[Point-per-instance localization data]
=== Section Start ===
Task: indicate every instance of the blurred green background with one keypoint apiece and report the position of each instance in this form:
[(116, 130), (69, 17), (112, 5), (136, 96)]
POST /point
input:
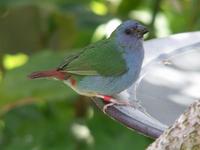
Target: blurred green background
[(38, 34)]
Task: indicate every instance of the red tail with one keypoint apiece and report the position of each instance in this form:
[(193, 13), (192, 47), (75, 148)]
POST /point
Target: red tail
[(49, 73)]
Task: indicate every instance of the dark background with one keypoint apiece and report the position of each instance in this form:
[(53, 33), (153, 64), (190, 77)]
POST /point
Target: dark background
[(38, 34)]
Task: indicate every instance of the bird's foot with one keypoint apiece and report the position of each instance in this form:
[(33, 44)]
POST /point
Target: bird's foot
[(112, 101)]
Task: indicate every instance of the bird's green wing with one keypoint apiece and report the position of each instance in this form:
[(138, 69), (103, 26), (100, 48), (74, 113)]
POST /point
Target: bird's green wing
[(101, 58)]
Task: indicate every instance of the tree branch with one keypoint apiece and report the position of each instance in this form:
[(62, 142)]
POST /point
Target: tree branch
[(184, 134)]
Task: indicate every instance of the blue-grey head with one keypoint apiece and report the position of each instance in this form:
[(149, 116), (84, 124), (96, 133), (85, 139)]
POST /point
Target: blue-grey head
=== Section End ===
> [ABOUT THIS EXERCISE] Please copy out each line in the entries that mentions the string "grey".

> [RESPONSE AREA]
Task: indicate every instance of the blue-grey head with one keypoint apiece and report the position of each instance in this form:
Target: blue-grey head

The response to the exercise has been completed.